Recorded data
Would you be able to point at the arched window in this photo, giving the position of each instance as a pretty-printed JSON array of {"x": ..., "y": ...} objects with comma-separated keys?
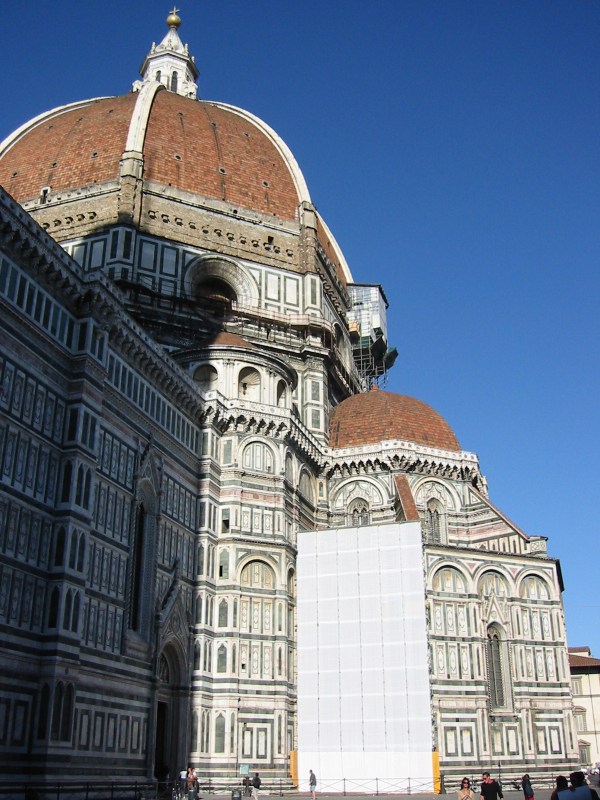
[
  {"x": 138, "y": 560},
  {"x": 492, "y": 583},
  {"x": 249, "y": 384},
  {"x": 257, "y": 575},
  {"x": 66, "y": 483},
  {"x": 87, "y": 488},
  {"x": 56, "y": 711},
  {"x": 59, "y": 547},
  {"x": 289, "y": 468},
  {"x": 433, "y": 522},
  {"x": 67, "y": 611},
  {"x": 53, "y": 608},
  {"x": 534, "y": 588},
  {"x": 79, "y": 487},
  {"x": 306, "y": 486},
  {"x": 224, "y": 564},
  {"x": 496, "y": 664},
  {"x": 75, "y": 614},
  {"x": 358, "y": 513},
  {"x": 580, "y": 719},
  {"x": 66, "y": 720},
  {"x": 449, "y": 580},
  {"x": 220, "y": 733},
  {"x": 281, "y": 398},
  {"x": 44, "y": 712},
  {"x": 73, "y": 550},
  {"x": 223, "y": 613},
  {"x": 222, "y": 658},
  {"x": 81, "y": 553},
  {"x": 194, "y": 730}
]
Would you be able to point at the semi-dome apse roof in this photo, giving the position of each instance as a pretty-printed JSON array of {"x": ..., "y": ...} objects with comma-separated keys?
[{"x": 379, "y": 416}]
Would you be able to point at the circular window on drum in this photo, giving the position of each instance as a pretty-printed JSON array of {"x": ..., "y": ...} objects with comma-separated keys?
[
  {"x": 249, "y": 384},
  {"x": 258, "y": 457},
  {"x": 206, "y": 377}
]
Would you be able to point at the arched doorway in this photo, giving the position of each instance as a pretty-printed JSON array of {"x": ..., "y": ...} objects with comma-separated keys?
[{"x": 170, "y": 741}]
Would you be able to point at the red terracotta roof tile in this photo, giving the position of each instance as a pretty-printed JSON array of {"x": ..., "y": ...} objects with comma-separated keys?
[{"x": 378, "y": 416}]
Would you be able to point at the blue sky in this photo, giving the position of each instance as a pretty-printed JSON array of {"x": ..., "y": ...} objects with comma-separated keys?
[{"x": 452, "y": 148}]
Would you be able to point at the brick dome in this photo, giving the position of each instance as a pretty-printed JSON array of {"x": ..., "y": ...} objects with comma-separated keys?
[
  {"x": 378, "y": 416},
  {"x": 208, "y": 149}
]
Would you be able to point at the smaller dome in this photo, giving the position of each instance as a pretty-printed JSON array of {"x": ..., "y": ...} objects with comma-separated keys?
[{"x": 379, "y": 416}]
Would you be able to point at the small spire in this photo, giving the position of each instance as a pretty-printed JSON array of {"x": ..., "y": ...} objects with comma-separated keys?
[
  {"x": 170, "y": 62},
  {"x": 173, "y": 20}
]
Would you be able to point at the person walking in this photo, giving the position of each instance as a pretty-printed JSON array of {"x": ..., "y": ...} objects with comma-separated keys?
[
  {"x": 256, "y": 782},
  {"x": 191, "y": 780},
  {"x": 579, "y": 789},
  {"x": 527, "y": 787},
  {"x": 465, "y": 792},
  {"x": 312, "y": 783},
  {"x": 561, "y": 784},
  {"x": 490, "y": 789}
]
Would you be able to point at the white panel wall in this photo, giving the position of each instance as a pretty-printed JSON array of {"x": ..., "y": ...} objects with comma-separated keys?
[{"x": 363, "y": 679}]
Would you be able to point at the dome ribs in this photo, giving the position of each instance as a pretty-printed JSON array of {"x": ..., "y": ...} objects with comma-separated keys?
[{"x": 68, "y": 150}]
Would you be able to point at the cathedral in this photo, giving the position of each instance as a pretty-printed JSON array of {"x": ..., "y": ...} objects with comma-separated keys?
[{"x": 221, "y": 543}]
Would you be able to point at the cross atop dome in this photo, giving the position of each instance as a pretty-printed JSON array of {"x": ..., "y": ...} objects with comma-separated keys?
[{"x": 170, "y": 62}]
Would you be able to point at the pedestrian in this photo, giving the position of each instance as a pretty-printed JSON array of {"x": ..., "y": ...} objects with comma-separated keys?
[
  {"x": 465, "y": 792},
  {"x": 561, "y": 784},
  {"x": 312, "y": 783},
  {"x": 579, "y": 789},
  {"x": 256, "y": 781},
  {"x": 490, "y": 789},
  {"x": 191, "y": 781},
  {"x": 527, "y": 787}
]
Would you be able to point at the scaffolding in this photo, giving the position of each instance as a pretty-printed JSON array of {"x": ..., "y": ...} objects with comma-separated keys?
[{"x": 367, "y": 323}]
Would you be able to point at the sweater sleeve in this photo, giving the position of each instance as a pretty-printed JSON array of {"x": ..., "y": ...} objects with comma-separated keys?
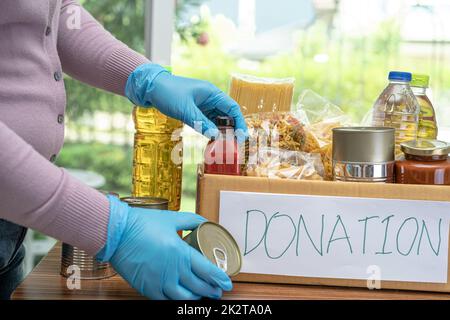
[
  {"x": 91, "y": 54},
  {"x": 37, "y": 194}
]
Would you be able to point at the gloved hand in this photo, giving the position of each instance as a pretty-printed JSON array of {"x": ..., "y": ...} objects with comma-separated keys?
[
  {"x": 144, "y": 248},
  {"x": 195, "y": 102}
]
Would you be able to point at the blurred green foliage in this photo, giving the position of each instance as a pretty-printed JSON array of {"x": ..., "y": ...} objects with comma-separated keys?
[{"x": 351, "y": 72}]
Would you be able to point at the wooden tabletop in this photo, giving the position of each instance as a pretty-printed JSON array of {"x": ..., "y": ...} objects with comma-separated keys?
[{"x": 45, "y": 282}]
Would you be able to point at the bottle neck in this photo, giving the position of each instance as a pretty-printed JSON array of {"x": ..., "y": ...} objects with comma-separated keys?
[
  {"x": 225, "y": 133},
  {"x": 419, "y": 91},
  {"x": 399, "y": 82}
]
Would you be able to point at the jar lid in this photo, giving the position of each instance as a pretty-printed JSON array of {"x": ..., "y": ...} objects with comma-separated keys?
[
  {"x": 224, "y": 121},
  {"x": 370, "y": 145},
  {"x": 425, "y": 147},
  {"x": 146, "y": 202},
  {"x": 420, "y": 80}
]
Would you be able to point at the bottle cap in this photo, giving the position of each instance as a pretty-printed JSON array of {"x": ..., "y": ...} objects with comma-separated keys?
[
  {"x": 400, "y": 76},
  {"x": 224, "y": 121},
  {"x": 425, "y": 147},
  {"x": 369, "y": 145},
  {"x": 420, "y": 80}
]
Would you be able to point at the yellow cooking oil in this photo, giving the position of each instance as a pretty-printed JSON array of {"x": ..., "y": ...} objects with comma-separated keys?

▶ PROBLEM STATEMENT
Copy the data word for word. Pictures do not go in the copy.

▶ SOLUTION TO THE PROBLEM
Would you be able to point at the arched window in this photo, giving the position of each instance as a pretty-printed JSON array of {"x": ..., "y": ...} objects with comma-separated keys?
[
  {"x": 138, "y": 560},
  {"x": 492, "y": 583},
  {"x": 249, "y": 384},
  {"x": 257, "y": 575},
  {"x": 66, "y": 483},
  {"x": 87, "y": 488},
  {"x": 56, "y": 711},
  {"x": 59, "y": 547},
  {"x": 289, "y": 468},
  {"x": 433, "y": 522},
  {"x": 67, "y": 611},
  {"x": 53, "y": 608},
  {"x": 534, "y": 588},
  {"x": 79, "y": 487},
  {"x": 306, "y": 486},
  {"x": 224, "y": 564},
  {"x": 496, "y": 664},
  {"x": 75, "y": 614},
  {"x": 358, "y": 513},
  {"x": 580, "y": 719},
  {"x": 66, "y": 720},
  {"x": 449, "y": 580},
  {"x": 220, "y": 733},
  {"x": 281, "y": 398},
  {"x": 44, "y": 712},
  {"x": 73, "y": 550},
  {"x": 223, "y": 613},
  {"x": 222, "y": 658},
  {"x": 81, "y": 553},
  {"x": 194, "y": 730}
]
Would you be able to point at the semi-dome apse roof in this photo, giving the position of each instance as a pretty-printed JSON array of {"x": ..., "y": ...} objects with comma-separated keys?
[{"x": 379, "y": 416}]
Would you be able to point at the circular window on drum in this photo, giving the position of each instance as a pretty-printed JSON array of {"x": ..., "y": ...} objects with comma-separated keys?
[
  {"x": 249, "y": 384},
  {"x": 258, "y": 457},
  {"x": 206, "y": 377}
]
Would you be able to point at the arched doorway in this photo, giving the position of each instance as a pretty-printed JSON array of {"x": ..., "y": ...} objects with comma-separated keys?
[{"x": 170, "y": 741}]
Would you be able to point at the red terracotta roof tile in this photo, giving the position of each instance as a pretty-printed JSON array of {"x": ..., "y": ...} objects with comma-separated keys?
[{"x": 378, "y": 416}]
Would you be able to point at the blue sky in this photo, giving the position of each instance as a pretty-printed JSON array of {"x": ..., "y": ...} objects with comma-separated keys?
[{"x": 452, "y": 148}]
Would you be able to point at the brick dome in this photo, giving the position of each instance as a pretty-printed JSON array of {"x": ..., "y": ...} objects with comma-separated keys?
[
  {"x": 378, "y": 416},
  {"x": 208, "y": 149}
]
Would you be able to point at the smaller dome in this photo, giving the position of each instance as a pretty-printed JSON array of {"x": ..., "y": ...} objects with comma-separated keys?
[{"x": 379, "y": 416}]
Would you be able to point at the small spire in this photo, giving the position of each instance as a pretty-printed JSON array of {"x": ..., "y": ...} objects with comma-separated keys?
[
  {"x": 170, "y": 62},
  {"x": 173, "y": 20}
]
Would you be able to point at the person walking in this photo, giving the position of each instance as a pretty-printed JSON array of {"x": ..., "y": ...} objects with comma-separated keys?
[
  {"x": 256, "y": 782},
  {"x": 191, "y": 780},
  {"x": 579, "y": 789},
  {"x": 527, "y": 787},
  {"x": 465, "y": 792},
  {"x": 312, "y": 783},
  {"x": 561, "y": 784},
  {"x": 490, "y": 789}
]
Would you be able to point at the white panel wall in this photo, giving the position of each instance as a pretty-printed JSON array of {"x": ..., "y": ...} objects with comma-separated keys?
[{"x": 363, "y": 679}]
Would you be able to point at the dome ribs in this photo, giving the position of each instance as a pretty-printed JSON array of {"x": ..., "y": ...} objects with comma-separated keys?
[{"x": 68, "y": 150}]
Would you be able to point at the cathedral in this photo, giving the position of each instance as a pretty-printed JSON array of {"x": ..., "y": ...} objects with comma-separated keys?
[{"x": 221, "y": 543}]
Would you be able to point at the cross atop dome in this photo, giving the position of each instance as a pretty-printed JSON array of {"x": ..., "y": ...} objects with comma-separated keys?
[{"x": 170, "y": 62}]
Would you be able to point at the pedestrian in this photo, giving the position of each instance as a pretty-printed JSON array of {"x": ..., "y": ...} objects with comma-separated keys?
[
  {"x": 465, "y": 792},
  {"x": 561, "y": 784},
  {"x": 312, "y": 783},
  {"x": 579, "y": 789},
  {"x": 256, "y": 781},
  {"x": 490, "y": 789},
  {"x": 191, "y": 781},
  {"x": 527, "y": 787}
]
Would you be able to point at the scaffolding in this photo, giving the position of each instance as a pretty-printed JSON array of {"x": ..., "y": ...} objects with comma-separated keys?
[{"x": 367, "y": 323}]
Would you be able to point at the sweater sleeve in this photo, giving the position of each instance as a pretty-printed JSON array of {"x": ..., "y": ...} objects with comma-separated keys?
[
  {"x": 91, "y": 54},
  {"x": 37, "y": 194}
]
Would you be able to point at the gloved hand in this photo, giving the position of each instance as a pretty-printed JSON array of {"x": ..., "y": ...} objects with comma-separated keys?
[
  {"x": 144, "y": 248},
  {"x": 195, "y": 102}
]
Would you be able to point at the blurred green foliage in this photo, giving the position of each instance as a pretty-printed JSON array of {"x": ..., "y": ...} objects with comma-separated keys?
[{"x": 351, "y": 72}]
Would you be able to point at the wooden tabletop in this photo, giving the position of each instance as a pretty-printed JSON array of {"x": ..., "y": ...} objects with comma-separated keys?
[{"x": 45, "y": 282}]
Would you be able to point at the bottle neck in this photo, giving the position of each instance as a pretty-printed JSON array of {"x": ..., "y": ...} objects with comma-separated keys?
[
  {"x": 225, "y": 133},
  {"x": 419, "y": 91},
  {"x": 399, "y": 82}
]
Would you be able to point at the jar lid in this photo, giving the position of each instance as a pretty-printed JSON array of {"x": ..., "y": ...} objects with comma-separated keys?
[
  {"x": 224, "y": 121},
  {"x": 370, "y": 145},
  {"x": 425, "y": 147},
  {"x": 146, "y": 202},
  {"x": 420, "y": 80}
]
Would you be able to point at the bottle cap in this photo, giving the position of each instance as a pretty-printed JSON array of {"x": ..., "y": ...} objects with comma-separated keys?
[
  {"x": 400, "y": 76},
  {"x": 224, "y": 121},
  {"x": 425, "y": 147},
  {"x": 369, "y": 145},
  {"x": 420, "y": 80}
]
Would you be able to point at the yellow cooking oil in this photo, giving the position of each instance as a pretty-printed JSON array of {"x": ..., "y": ...} objects with comma-separated keys?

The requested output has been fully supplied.